(Aim of the exercise) Render the lines below as a JSON array of strings, one string per line, leaving out any blank lines.

(Stored data)
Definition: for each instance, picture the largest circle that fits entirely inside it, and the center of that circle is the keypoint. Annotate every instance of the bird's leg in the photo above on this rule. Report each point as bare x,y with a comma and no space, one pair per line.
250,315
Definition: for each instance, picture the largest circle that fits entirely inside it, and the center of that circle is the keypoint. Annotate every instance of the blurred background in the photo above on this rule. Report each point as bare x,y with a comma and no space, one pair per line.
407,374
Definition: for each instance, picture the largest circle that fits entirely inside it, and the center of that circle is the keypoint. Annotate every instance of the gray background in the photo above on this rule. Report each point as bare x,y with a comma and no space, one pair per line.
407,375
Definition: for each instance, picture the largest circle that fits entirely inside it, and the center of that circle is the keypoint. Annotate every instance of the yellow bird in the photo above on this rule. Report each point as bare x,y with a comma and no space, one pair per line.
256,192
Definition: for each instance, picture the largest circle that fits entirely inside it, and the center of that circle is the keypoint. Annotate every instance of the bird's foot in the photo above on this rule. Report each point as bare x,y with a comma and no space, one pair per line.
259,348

(Full response)
[
  "Definition: for each instance, picture the largest circle that fits entirely inside it, and the center of that circle is the keypoint. Annotate every instance of the bird's leg in the photo above on this rule. Report each point as bare x,y with a comma and no space, one pair per line.",
  "250,315",
  "Definition: for each instance, picture the largest circle that fits entirely inside it, and the center of that circle is the keypoint. Annotate every instance of the blurred background in the photo above on this rule. Report each point as bare x,y with a comma and no space, one pair per line.",
  "407,374",
  "Definition: for each instance, picture the largest circle that fits entirely inside it, and the center of that circle is the keypoint. Annotate every instance of the gray background in the photo above on this rule. Report each point as bare x,y with a comma and no space, one pair per line.",
  "407,375",
  "Definition: for each instance, picture the largest circle that fits entirely inside it, and the center of that circle is the keypoint. Annotate every instance of the yellow bird in the photo above on this rule. Report each point as bare x,y with a comma and no space, one pair per line.",
  "256,192",
  "Definition: for each instance, picture the largest circle that fits entirely inside it, and the center of that circle is the keypoint. Annotate every instance of the bird's foot in the photo above on this rule. Report each point as bare x,y with a comma and no space, one pair per line.",
  "259,348"
]